• The exercise
In each of the rows below, swap "bounding box" for "box coordinates" and keep everything else the same. Leave the pictures out of your answer.

-- Start of Extracted material --

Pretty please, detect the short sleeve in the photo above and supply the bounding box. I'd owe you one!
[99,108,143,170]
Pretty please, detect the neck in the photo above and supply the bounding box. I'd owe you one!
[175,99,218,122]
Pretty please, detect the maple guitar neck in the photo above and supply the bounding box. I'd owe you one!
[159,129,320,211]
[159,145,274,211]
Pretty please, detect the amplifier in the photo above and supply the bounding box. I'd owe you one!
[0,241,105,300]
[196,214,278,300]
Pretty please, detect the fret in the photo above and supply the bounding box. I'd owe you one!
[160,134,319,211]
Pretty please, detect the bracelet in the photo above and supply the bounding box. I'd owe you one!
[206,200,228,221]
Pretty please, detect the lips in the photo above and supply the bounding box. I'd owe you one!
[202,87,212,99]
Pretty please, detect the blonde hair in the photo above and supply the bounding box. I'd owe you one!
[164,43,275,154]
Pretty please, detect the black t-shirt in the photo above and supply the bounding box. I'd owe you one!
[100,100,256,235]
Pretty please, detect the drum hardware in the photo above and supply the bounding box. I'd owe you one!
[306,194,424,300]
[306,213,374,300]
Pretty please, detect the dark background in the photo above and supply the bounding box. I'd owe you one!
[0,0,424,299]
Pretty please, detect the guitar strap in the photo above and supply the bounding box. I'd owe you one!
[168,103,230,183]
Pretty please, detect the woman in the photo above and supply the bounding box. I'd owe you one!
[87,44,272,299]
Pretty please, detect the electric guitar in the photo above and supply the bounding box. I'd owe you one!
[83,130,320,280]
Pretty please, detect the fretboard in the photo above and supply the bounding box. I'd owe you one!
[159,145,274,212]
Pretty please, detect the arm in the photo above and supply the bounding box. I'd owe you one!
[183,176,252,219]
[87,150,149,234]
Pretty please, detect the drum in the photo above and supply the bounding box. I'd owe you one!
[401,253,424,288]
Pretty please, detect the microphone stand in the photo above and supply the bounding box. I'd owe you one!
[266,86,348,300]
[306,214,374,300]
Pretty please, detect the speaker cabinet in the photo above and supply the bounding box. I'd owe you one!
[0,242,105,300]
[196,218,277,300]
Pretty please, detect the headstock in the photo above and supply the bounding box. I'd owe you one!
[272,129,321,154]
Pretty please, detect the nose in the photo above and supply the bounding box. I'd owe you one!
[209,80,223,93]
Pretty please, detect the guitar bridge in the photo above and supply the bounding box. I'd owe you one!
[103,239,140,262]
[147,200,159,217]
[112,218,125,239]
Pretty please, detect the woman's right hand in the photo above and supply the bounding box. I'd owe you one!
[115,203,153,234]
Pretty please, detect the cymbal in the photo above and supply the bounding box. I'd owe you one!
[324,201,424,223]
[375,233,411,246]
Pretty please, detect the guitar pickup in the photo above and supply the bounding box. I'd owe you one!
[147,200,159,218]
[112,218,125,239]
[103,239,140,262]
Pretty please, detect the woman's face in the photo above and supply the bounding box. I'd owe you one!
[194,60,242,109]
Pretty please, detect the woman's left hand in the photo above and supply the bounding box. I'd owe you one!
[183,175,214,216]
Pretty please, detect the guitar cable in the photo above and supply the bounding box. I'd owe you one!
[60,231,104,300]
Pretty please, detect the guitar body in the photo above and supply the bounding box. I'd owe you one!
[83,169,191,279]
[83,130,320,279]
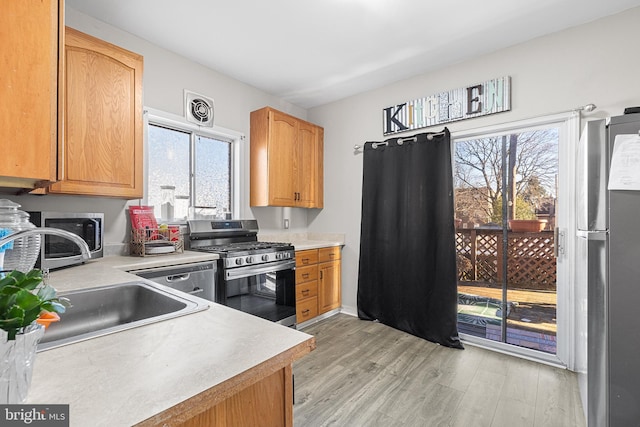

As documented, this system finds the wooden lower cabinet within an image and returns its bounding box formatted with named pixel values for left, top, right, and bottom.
left=179, top=366, right=293, bottom=427
left=296, top=246, right=342, bottom=323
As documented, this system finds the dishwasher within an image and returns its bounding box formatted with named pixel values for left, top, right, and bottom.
left=129, top=261, right=216, bottom=301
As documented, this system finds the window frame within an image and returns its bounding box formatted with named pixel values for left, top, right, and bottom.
left=451, top=111, right=580, bottom=370
left=142, top=108, right=245, bottom=222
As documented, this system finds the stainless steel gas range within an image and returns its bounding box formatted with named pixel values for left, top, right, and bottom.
left=188, top=220, right=296, bottom=326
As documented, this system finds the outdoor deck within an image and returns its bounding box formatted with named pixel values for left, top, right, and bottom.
left=456, top=228, right=557, bottom=353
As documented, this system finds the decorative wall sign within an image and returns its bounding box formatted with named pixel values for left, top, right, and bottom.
left=382, top=76, right=511, bottom=135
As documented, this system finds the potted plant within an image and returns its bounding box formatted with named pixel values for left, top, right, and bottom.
left=509, top=219, right=547, bottom=233
left=0, top=269, right=68, bottom=404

-- End of Extracted material --

• Correct result
Pretty please, detect the short sleeve in the photo above and supply the box coordinates. I'd owe you one!
[99,108,143,170]
Pretty please, detect the neck in the photo above and supply the box coordinates. I'd owe you one!
[175,99,218,122]
Pretty please, detect the maple guitar neck in the photo above and supply the box coordinates. I'd owe you one!
[159,129,320,211]
[159,145,274,211]
Pretty please, detect the amplifier in the photo above and supply the box coordinates. I'd owe you one!
[0,241,105,300]
[196,214,278,300]
Pretty please, detect the fret in the photo above and supply the box coordinates. I'd owe you one!
[160,134,319,211]
Pretty please, detect the bracelet in the photo above and supply the box coordinates. I'd owe you one!
[206,200,228,221]
Pretty please, detect the lips in the photo above and supply the box coordinates. I'd owe you one!
[202,87,212,99]
Pretty please, detect the blonde hair in the photo above and supply the box coordinates. I'd owe you one!
[164,43,275,154]
Pretty please, detect the black t-shirt in the photo above and supply the box coordinates. I'd owe you one!
[100,100,256,235]
Pretty please, detect the drum hardware in the photo above and supply the box coordinates. I'd owe you one!
[306,194,424,300]
[306,213,374,300]
Pretty please, detect the dark background in the photo above and supply the box coordinates. I'd owe you one!
[0,0,424,299]
Pretty please, detect the guitar strap in the photo above and supply the box coordinates. I'd owe you one!
[168,103,230,183]
Pretty please, detect the woman in the photo above and supply the box coordinates. I'd owe you one!
[87,44,272,299]
Pretty please, detect the electric guitar in the photo above and supply the box coordinates. I'd owe you one!
[83,130,320,280]
Pretty please, detect the fretboard in the photo above and supply the box coordinates. I'd owe you one!
[159,145,274,212]
Pretty please, detect the arm in the photo above and supply the box coordinates. I'd owe you one!
[183,176,252,219]
[87,150,149,234]
Pretty please, detect the drum in the photo above and supply the box coordinates. I'd owe you one!
[401,253,424,288]
Pretty please, detect the microphone stand in the photo above and supply the box coordinates. I'd owe you one!
[266,86,348,300]
[306,214,374,300]
Pretty please, detect the speaker cabinet in the photo above and supply the box coordinates. I'd owe you one!
[0,242,105,300]
[196,218,277,300]
Pretty please, detect the headstock in the photo above and supply the box coordinates. I'd owe you one!
[272,129,321,154]
Pretty please, detect the nose in the photo above and supply the box coordinates. I'd owe you one!
[209,80,223,93]
Pretty please, detect the guitar bridge in the photo above and supply the box coordinates. I'd owe you one!
[103,239,140,262]
[147,200,159,217]
[112,218,125,239]
Pretty please, detect the woman's right hand in the photo above and supply the box coordinates. I'd owe you one!
[115,203,153,234]
Pretty please, detect the cymbal in the photo above and supply the box coordinates. I'd owe you one!
[324,201,424,223]
[375,233,411,246]
Pretty please, detect the guitar pickup in the photo above and supply the box coordinates. I'd owe you one!
[147,200,159,218]
[112,218,125,239]
[103,239,140,262]
Pretty please, detect the woman's face in the photo above and supply the box coordinates. I'd owe you one!
[194,60,242,109]
Pretty please, detect the woman's left hand in the photo above and supply the box coordinates. I'd owe you one!
[183,175,214,216]
Pretty please, detect the guitar cable in the photo above and supply the box coordinates. I'd owe you one!
[60,231,104,300]
Pretty please, detect the guitar body in the photo above and supply the box coordinates. I'd owe you one!
[83,169,191,279]
[83,130,320,279]

As documented, this system finds the wooden lower cabinet within an image and returns its box coordinates formatted with named pixel values for left, top, right, and bottom.
left=179, top=366, right=293, bottom=427
left=296, top=246, right=342, bottom=323
As documented, this system finds the dishwasher within an image and returns its box coordinates formatted with named pixel values for left, top, right, and bottom.
left=129, top=261, right=216, bottom=301
As documented, this system finds the window frame within an image and returns its box coordinates formatted with named pixel values for left, top, right, and bottom.
left=451, top=111, right=580, bottom=370
left=142, top=108, right=245, bottom=222
As documented, this system finds the stainless steel gas range within an image and returns its box coordinates formatted with named pixel values for left, top, right, and bottom.
left=188, top=220, right=296, bottom=326
As documented, this system finds the outdoor deck within an image and returns its box coordinates formatted with named pixel values for left, top, right, and bottom.
left=456, top=228, right=557, bottom=353
As documented, this system finds the decorative wall sign within an image and returns its box coordinates formatted with named pixel values for left, top, right, and bottom.
left=382, top=76, right=511, bottom=135
As documented, this system finds the potted plant within an image and returns its box coordinates formatted with named pixel values for left, top, right, and bottom.
left=509, top=219, right=547, bottom=233
left=0, top=269, right=68, bottom=404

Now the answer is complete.